Exercise: Among the lines below, count those that include "white", and state the count alone.

Supplied material:
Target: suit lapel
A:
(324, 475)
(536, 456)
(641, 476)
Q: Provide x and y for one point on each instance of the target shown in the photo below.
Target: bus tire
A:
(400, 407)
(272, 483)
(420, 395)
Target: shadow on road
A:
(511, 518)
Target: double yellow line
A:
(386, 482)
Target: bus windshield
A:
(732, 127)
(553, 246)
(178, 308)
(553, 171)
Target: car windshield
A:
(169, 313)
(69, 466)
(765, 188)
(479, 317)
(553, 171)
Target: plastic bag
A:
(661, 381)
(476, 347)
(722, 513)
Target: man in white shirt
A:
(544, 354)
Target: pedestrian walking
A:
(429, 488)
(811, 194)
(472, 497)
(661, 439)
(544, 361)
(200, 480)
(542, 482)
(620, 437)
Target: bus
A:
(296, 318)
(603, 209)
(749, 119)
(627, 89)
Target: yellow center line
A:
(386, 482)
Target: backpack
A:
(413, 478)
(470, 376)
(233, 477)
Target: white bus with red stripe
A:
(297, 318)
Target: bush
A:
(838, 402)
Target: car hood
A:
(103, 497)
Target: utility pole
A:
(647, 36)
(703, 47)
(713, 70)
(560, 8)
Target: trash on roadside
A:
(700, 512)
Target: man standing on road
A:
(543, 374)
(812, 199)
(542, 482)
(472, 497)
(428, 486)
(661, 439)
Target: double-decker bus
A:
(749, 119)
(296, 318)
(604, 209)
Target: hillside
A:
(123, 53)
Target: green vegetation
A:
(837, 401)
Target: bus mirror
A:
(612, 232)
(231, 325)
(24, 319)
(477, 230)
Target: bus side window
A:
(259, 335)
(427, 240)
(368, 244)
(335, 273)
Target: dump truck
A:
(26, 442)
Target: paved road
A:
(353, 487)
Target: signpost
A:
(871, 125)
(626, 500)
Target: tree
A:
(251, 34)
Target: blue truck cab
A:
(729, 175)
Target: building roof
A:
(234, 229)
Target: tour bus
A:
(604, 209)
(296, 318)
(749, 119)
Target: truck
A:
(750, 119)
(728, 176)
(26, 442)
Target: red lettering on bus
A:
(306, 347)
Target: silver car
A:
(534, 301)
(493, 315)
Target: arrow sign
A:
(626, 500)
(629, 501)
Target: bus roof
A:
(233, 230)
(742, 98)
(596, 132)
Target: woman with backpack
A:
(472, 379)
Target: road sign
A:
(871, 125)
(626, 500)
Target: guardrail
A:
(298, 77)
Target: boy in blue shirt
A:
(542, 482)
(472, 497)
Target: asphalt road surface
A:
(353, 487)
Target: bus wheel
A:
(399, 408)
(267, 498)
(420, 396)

Result of the task: 2